● 課題 1
うつ病の説明文について、次の問いに答えてください。
(a) うつ病では、気分の落ち込みがどれくらいの期間つづくか。
(b) 症状がとくにひどいのは一日のうちいつか。
(c) 高齢化社会を背景に増えているのは、どの年代のうつ病か。
● 課題 2
うつ病の説明文のうち、「こうした症状は、朝がとくにひ」から「めに専門医に相談しましょう。」までをそのまま書き写してください。
● 課題 3
うつ病の説明文の最後の文に続けて、その先を書いてください。

● 本文
┌──

どんな病気?
だれでも精神的なショックを受けると気分が落ち込みますが、時間がたつにつれて回復します。うつ病は、「単極性気分障害」(気分障害とは、気分(感情)や意欲が極端に亢進、あるいは低下する病態の新しい総称。躁状態と抑うつ状態の両方が現れる躁うつ病を「双極性気分障害」、抑うつ状態がつづくうつ病を「単極性気分障害」と呼びます)とも呼ばれ、気分の落ち込みが2週間以上つづくほか、なにをするのもおっくうになり、いままで興味を持っていたことにも興味が持てなくなります。女性では、お化粧や身なりにかまわなくなることが多いようです。不安やイライラ、自分のせいだと思いつめる自責感なども現れ、ひどくなると自殺を図ることもあります。
こうした症状は、朝がとくにひどく、夕方から夜にかけて軽くなるのが特徴です(日内変動)。また、不眠、食欲不振、頭痛や頭重感、動悸などの身体的症状が現れます。女性の場合、月経不順や冷えなどもみられます。
最近は、「うつ病の時代」といわれるほど、軽症の患者さんがふえてきました。また、高齢化社会を背景に中高年のうつ病も増加しています。
うつ病は、適切な治療を受ければ、よくなる病気です。気分の落ち込みがつづくようなときは、早めに専門医に相談しましょう。

└──

参照表現データ:
┌──

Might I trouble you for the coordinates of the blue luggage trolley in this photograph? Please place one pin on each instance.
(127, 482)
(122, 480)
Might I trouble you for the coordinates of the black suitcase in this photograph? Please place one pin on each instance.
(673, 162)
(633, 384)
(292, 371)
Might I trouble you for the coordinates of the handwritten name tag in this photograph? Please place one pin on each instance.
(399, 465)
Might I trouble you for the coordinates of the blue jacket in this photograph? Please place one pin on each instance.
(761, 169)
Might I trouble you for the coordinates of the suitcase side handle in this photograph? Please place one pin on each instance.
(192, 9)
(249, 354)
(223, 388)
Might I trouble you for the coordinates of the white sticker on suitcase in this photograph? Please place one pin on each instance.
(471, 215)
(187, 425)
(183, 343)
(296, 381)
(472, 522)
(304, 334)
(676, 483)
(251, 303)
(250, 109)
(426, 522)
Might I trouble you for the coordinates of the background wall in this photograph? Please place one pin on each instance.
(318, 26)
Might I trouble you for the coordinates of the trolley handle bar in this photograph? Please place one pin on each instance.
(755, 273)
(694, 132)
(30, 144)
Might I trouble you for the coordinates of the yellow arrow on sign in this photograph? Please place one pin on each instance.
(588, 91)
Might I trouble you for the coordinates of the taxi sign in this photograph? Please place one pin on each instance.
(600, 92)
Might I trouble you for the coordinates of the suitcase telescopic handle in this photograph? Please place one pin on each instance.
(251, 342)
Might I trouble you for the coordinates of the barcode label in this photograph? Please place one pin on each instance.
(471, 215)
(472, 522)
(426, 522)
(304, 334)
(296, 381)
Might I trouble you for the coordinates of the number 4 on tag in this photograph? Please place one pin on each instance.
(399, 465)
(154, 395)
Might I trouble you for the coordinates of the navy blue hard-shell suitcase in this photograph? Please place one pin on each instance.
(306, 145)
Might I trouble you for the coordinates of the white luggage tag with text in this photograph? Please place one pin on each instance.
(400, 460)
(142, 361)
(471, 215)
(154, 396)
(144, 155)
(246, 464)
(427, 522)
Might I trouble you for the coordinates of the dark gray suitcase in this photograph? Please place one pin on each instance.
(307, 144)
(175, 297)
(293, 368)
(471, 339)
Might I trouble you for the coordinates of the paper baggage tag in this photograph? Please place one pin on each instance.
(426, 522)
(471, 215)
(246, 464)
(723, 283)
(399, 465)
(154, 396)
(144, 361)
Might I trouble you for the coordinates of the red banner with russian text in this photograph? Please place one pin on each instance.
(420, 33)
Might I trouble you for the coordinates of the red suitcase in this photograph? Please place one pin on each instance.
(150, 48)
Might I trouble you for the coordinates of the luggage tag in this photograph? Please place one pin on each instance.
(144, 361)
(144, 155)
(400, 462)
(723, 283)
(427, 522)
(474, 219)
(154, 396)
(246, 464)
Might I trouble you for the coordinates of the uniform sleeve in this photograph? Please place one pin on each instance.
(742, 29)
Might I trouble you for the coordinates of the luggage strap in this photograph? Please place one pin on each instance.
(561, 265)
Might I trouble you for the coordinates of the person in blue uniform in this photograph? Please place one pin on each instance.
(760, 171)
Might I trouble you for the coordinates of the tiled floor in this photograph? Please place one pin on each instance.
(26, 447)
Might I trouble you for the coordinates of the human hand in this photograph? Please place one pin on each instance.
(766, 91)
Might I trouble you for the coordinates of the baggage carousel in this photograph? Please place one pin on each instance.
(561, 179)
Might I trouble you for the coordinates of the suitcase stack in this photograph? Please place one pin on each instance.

└──

● 解答 1
(a) 2週間以上
(b) 朝
(c) 中高年

● 解答 2
こうした症状は、朝がとくにひどく、夕方から夜にかけて軽くなるのが特徴です(日内変動)。また、不眠、食欲不振、頭痛や頭重感、動悸などの身体的症状が現れます。女性の場合、月経不順や冷えなどもみられます。
最近は、「うつ病の時代」といわれるほど、軽症の患者さんがふえてきました。また、高齢化社会を背景に中高年のうつ病も増加しています。
うつ病は、適切な治療を受ければ、よくなる病気です。気分の落ち込みがつづくようなときは、早めに専門医に相談しましょう。

● 解答 3
原因
過労や精神的ショックなどが発症のきっかけになるほか、性格も関係しているといわれます(うつ病になりやすいのはこんなタイプ)。また、脳内の神経伝達物質であるノルアドレナリンやセロトニンの減少も原因の一つと考えられます。
治療
抗うつ剤(SSRI(セロトニン再取り込み阻害剤)やSNRI(セロトニン&ノルアドレナリン再取り込み阻害剤)が注目されています。脳内のセロトニンやノルアドレナリンの量を一定に保って症状を改善します)の投与とカウンセリングなどの精神療法を組み合わせた治療が一般的ですが、なにより十分な休養をとることがたいせつです。
家族の方へ
うつ病の患者さんは、空気の抜けた風船のようなもの。心もからだも休養を必要としています。ゆっくり休んで、少しずつ風船がふくらむのを待ちましょう。励ましは、かえってマイナスになるので気をつけて。
引き金別のうつ病
●産後うつ病
産後3か月ごろまでに発症し、初産の人に多くみられます。「自分は母親として失格だ」と自分を責めたり、自己評価が低下します。産後のホルモンバランスの乱れや、慣れない育児に対する不安、夜間の授乳による不眠や過労などがきっかけになります。
●更年期うつ病
女性ホルモンの減少にともなうからだの不調に加え、子どもの自立や親の介護、自分が若さを失うことへの不安など、さまざまなからだと心のストレスが原因となります。単なる更年期障害かうつ病を併発しているかの判断はむずかしく、専門医の診断が必要です。
●老年期うつ病
体力の低下や経済的な不安、近親者との死別など、うつ病のきっかけになる要因が重なるうえ、ストレスに対して抵抗力が弱くなることで発症しやすくなります。老人性認知症と区別がつきにくいので、早めに専門医の診察を受けることがたいせつです。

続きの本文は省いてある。